Так, например, в конце 1927 г. производство предметов широкого потребления в текущих ценах увеличилось всего на 0,5%, тогда как фонд заработной платы рабочих государственной промышленности увеличился на 16%, а выручка крестьянства только по плановым заготовкам и после уплаты налогов – на 31%. Весь покупательный фонд города и деревни увеличился более чем на 20%.
В 1927 г. у зажиточной части деревни скопилось большое количество бумажных денег, на которые нельзя было купить нужные товары. Нет ничего удивительного, что большинство крестьян не спешило в этих условиях с продажей хлеба государству, да еще по низким заготовительным ценам.
У основного держателя хлебных излишков – кулака и зажиточного середняка – не было в 1927 г. экономической заинтересованности в быстрой реализации своих хлебных излишков. Сравнительно небольшой сельскохозяйственный налог деревня могла покрыть за счет выручки от продажи второстепенных продуктов и технических культур. У крестьян было достаточно денег и для покупки имевшихся в продаже товаров. Зерно могло полежать в закромах. И действительно, осенью 1927 г. было заготовлено гораздо больше, чем в 1926 г., льна, подсолнуха, пеньки, свеклы, хлопка, масла, яиц, кожи, шерсти и мяса. Совершенно иное положение сложилось с заготовкой хлеба.
ТРУДНОСТИ С ХЛЕБОЗАГОТОВКАМИ 1927 – 1928 гг. И ПОЛИТИКА СТАЛИНА
ОБ ИЗВРАЩЕНИЯХ И ОШИБКАХ ПРИ КОЛЛЕКТИВИЗАЦИИ СЕЛЬСКОГО ХОЗЯЙСТВА
Препятствовала производству товарного зерна и новая структура сельского хозяйства, сложившаяся после революции. Были уничтожены помещичьи хозяйства – в недавнем прошлом основной поставщик товарного хлеба. В годы «военного коммунизма» был нанесен тяжелый удар и по кулацким хозяйствам, которые также поставляли на рынок в предвоенные годы немалое количество товарного хлеба. Главными производителями зерна после Октябрьской революции стали середняцкие и бедняцкие хозяйства. К концу 20-х гг. они давали до 4 млрд пудов хлеба (до революции – 2, 5 млрд.), однако товарного зерна – лишь 400 – 440 млн пудов (товарность – 10 – 11%).

※ ※ ※

• _Задание_: Верните без изменений отрывок из текста о хлебозаготовках: начните с места, где стоят слова «В 1927 г. у», и закончите после слов «низким заготовительным ценам.».

Данные с указаниями на объекты
※ ※ ※

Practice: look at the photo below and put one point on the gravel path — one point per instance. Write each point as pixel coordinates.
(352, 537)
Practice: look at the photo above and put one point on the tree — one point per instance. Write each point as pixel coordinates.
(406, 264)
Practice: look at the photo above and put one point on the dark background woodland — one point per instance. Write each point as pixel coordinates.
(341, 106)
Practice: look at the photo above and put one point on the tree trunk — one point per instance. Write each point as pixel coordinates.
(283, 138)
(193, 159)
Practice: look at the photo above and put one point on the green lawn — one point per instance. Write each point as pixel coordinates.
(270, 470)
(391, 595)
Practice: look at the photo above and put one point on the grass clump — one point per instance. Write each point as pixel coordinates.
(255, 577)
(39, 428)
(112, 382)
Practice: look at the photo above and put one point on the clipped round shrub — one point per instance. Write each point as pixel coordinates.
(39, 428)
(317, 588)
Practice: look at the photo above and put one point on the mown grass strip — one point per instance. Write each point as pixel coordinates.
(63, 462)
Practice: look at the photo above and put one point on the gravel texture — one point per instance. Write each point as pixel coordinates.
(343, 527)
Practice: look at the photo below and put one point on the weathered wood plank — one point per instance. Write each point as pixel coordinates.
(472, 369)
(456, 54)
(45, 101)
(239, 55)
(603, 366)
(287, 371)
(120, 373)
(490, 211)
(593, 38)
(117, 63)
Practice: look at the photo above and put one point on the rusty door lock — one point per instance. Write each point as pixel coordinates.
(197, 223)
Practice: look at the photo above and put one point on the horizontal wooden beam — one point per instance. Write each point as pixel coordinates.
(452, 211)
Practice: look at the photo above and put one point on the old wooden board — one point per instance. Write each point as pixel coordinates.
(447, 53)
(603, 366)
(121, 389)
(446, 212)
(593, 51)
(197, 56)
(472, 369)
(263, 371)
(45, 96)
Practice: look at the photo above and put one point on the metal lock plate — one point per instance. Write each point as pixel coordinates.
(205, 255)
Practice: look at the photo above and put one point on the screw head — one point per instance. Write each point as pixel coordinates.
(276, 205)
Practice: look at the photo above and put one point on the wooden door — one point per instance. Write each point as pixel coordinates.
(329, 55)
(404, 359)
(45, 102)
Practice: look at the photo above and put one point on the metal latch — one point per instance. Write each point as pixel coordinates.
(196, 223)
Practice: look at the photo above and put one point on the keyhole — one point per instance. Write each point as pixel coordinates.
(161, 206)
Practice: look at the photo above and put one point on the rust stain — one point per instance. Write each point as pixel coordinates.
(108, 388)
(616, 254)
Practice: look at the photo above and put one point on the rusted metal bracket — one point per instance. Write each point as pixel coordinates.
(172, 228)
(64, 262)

※ ※ ※

• _Ответ к задаче_:
В 1927 г. у зажиточной части деревни скопилось большое количество бумажных денег, на которые нельзя было купить нужные товары. Нет ничего удивительного, что большинство крестьян не спешило в этих условиях с продажей хлеба государству, да еще по низким заготовительным ценам.